### CONSIGNE DONNÉE 1
D'après le texte de l'audience où intervient Me Labori, dans quel domaine M. Bertillon possède-t-il une connaissance tout à fait spéciale ?
### CONSIGNE DONNÉE 2
Poursuivez le texte de l'audience où Me Labori s'adresse à M. Bertillon, à partir de sa dernière phrase.

### TEXTE
--

Me Labori. — Je crois que M. Bertillon rendra grand service à tout le monde, et en particulier à la défense, en nous expliquant autant que possible ses moyens d’investigation.

En ce qui concerne les pièces elles-mêmes, je sais bien que nous allons éprouver les plus grandes difficultés pour les avoir. M. le Président, auprès duquel nous allons insister pour les obtenir, va être aussi ennuyé que nous-mêmes; ce sera encore une discussion! Sous la réserve de ces pièces, que la Cour ferait apporter, pourriez-vous nous expliquer quels sont les moyens à l’aide desquels vous arrivez à votre conviction? Avec la connaissance tout à fait spéciale que vous possédez de la graphologie, je suis convaincu que si vous dites: Voici comment je procède, voici comment j’arrive à mes conclusions, voilà comment je raisonne avec mes schémas, vous nous rendrez un grand service, et c’est ce que je vous demande très respectueusement.

--

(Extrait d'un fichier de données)
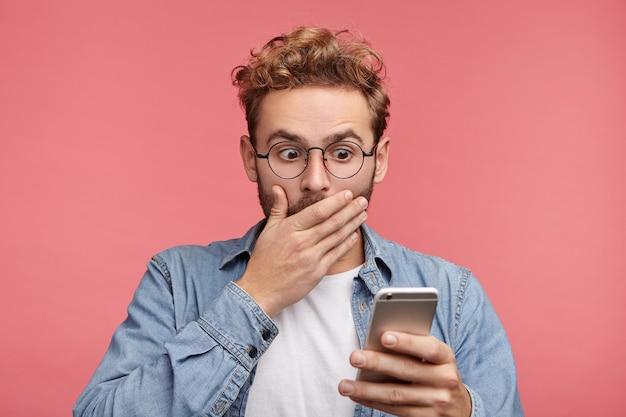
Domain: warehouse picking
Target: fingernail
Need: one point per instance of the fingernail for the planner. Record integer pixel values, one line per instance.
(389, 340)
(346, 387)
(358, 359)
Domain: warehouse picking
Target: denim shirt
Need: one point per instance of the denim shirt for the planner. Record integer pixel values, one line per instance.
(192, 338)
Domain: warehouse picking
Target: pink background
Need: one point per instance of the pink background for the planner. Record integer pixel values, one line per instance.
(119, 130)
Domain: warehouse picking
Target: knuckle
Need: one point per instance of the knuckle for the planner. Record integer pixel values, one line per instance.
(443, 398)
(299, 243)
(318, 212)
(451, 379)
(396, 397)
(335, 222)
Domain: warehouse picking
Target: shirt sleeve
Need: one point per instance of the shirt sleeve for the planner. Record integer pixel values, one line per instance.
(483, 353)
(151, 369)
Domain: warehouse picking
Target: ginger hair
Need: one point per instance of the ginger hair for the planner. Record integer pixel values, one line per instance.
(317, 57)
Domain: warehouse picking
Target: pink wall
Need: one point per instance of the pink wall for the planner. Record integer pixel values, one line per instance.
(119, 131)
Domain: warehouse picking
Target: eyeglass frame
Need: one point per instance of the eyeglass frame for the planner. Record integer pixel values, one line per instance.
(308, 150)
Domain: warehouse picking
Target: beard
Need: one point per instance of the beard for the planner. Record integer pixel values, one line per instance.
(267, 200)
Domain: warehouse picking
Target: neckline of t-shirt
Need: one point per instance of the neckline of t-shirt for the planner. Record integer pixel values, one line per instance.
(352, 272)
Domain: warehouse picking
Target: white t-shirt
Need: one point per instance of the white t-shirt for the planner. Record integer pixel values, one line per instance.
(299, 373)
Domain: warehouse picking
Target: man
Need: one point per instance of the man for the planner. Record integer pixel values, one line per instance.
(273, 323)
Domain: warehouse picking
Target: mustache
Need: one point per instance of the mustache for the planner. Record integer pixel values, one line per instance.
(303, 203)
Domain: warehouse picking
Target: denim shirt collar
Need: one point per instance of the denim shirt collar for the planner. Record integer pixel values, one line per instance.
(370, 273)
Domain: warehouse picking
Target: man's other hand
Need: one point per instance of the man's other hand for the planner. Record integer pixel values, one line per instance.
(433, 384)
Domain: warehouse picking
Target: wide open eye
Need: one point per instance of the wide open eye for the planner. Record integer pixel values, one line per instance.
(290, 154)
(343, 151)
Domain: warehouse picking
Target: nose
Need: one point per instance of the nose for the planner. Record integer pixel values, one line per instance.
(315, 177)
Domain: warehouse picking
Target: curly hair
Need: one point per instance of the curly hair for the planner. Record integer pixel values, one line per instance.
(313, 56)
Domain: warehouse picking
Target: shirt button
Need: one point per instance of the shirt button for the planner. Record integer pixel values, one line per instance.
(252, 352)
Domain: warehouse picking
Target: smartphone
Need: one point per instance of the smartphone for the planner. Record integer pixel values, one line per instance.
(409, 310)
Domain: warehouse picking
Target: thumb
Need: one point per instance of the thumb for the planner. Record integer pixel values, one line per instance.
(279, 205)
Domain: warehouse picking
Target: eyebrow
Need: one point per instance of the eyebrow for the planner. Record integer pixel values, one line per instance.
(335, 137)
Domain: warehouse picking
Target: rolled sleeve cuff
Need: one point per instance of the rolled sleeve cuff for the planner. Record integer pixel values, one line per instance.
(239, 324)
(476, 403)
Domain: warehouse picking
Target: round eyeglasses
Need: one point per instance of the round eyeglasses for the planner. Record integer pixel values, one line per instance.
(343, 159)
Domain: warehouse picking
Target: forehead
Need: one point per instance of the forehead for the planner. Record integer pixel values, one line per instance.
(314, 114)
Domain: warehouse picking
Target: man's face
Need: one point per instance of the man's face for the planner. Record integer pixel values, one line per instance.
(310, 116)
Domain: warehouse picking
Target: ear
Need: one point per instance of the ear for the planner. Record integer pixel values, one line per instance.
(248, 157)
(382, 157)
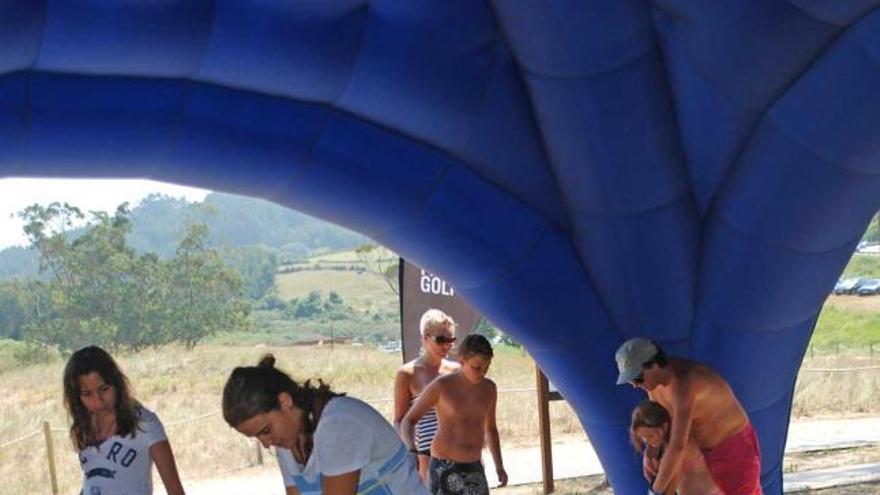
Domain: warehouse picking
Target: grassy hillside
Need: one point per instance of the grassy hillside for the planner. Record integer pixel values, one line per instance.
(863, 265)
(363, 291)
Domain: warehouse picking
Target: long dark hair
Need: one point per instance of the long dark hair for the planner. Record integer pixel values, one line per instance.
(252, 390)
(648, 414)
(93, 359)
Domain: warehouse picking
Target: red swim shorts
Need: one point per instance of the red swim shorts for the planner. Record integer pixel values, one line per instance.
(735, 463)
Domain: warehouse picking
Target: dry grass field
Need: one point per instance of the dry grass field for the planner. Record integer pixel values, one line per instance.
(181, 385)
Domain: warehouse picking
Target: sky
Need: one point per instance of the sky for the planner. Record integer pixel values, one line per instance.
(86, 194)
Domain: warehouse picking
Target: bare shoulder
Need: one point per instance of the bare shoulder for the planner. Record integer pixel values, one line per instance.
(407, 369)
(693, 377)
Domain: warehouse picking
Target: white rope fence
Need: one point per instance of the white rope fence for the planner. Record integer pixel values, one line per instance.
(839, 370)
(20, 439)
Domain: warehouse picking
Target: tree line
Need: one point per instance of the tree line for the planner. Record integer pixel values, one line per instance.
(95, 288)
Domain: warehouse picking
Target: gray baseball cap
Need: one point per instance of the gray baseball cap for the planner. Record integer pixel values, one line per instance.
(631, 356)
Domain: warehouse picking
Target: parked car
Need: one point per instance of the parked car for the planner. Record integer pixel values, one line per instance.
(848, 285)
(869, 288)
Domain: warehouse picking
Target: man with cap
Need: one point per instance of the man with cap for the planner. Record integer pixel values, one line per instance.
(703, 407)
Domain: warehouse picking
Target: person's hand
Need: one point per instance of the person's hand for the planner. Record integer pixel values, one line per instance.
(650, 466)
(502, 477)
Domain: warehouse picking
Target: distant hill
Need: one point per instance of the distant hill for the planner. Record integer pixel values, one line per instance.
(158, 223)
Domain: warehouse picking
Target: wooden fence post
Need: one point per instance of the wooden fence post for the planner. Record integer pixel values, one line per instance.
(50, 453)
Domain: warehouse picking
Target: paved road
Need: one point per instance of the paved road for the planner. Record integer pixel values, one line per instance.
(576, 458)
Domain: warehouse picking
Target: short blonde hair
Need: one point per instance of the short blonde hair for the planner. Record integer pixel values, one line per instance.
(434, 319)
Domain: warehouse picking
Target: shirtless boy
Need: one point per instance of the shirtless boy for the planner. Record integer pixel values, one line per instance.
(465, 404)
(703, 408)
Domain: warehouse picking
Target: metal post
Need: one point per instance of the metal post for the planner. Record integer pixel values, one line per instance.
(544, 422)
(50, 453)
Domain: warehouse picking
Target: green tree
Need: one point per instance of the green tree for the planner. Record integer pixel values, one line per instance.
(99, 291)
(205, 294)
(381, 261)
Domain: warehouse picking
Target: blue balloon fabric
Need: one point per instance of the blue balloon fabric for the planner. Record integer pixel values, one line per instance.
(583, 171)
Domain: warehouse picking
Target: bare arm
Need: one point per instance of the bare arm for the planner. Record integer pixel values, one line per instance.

--

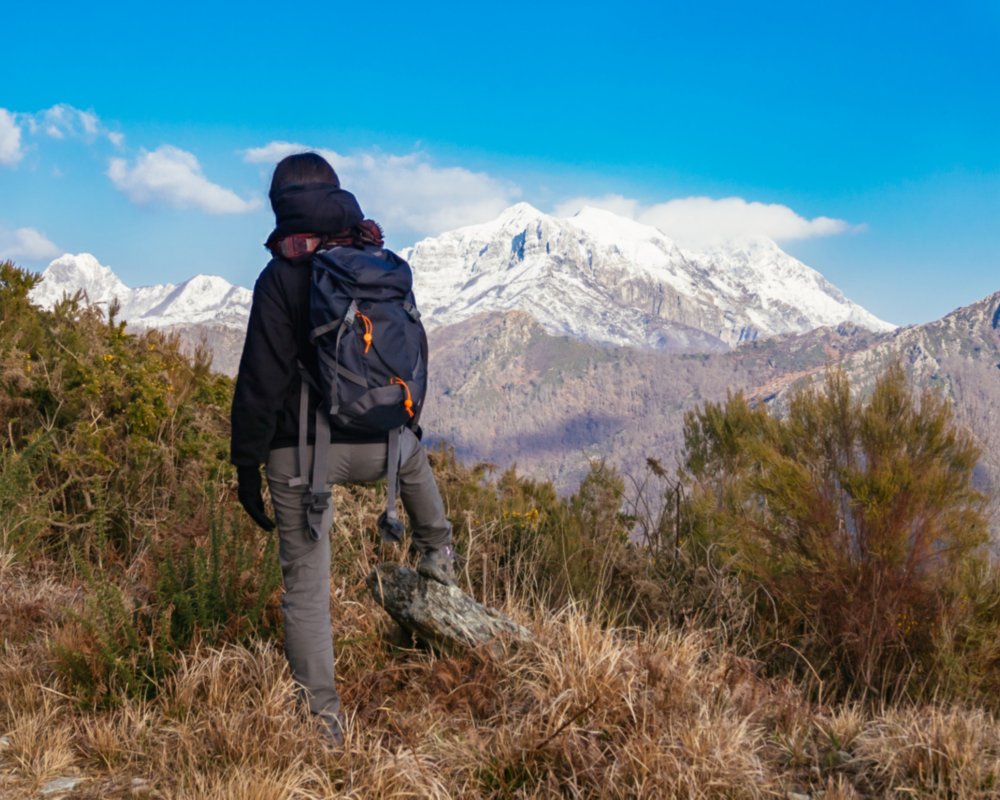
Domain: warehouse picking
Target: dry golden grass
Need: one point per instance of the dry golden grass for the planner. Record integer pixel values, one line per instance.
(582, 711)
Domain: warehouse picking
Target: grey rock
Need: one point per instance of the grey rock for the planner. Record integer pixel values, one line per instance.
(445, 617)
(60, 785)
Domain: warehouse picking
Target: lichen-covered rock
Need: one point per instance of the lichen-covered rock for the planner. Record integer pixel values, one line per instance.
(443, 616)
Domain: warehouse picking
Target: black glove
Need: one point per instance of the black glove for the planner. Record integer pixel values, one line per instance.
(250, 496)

--

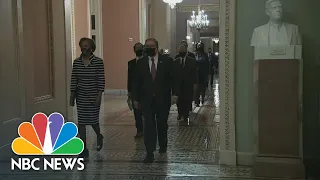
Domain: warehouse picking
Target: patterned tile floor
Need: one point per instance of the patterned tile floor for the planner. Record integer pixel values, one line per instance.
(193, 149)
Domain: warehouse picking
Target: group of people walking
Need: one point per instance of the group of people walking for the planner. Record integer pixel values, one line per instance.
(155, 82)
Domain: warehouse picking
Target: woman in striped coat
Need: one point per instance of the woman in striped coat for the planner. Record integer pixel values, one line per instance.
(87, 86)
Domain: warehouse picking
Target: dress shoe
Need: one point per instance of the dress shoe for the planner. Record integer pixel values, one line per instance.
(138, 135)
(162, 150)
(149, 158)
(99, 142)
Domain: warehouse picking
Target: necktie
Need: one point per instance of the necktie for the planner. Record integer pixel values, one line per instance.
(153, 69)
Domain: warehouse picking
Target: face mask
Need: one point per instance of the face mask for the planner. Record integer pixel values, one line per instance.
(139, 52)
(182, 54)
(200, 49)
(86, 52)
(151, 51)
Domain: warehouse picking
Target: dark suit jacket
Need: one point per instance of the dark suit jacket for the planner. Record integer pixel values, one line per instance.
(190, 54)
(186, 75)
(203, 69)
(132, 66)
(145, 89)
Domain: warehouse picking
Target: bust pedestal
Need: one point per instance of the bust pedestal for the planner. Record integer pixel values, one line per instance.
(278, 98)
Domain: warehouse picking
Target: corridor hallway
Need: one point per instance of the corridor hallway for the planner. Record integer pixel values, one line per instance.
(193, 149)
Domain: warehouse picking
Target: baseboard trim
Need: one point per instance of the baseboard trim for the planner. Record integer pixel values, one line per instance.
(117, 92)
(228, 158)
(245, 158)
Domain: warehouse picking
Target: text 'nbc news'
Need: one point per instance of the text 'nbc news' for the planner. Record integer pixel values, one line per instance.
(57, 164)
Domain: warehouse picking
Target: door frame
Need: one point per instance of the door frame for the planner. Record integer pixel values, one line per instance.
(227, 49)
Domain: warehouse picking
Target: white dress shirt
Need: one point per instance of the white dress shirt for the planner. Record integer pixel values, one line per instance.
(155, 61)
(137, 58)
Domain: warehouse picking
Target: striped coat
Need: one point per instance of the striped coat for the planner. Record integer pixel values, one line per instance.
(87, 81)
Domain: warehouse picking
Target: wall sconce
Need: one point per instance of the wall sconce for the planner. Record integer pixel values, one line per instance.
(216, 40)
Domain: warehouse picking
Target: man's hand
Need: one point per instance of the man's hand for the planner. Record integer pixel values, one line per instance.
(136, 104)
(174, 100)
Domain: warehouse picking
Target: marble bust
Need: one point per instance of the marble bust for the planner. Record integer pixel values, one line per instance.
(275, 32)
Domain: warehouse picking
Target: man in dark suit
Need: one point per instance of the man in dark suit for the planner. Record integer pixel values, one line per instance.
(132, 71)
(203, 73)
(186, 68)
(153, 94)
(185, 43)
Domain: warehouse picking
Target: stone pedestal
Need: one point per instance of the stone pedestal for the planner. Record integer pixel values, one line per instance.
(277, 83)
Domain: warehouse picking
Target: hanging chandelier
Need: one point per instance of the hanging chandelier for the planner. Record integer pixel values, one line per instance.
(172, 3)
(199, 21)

--

### RÉSULTAT FINAL 1
Dans le domaine de la graphologie.

### RÉSULTAT FINAL 2
M. Bertillon. — Je suis absolument résolu à ne rien dire, du moment que vous ne me fournirez pas les pièces de comparaison.

Me Clémenceau. — Il y aurait peut-être un moyen d’arranger tout cela. Si j’ai bien entendu, le témoin a dit tout à l’heure, en parlant de deux ou trois pièces, que ces pièces étaient de M. Mathieu Dreyfus? Oui, n’est-ce pas? Alors, est-il nécessaire d’avoir Les mêmes lettres? D’autres lettres de M. Mathieu Dreyfus permettraient-elles à M. Bertillon d’expliquer sa théorie?

M. Bertillon. — Oh, mais non!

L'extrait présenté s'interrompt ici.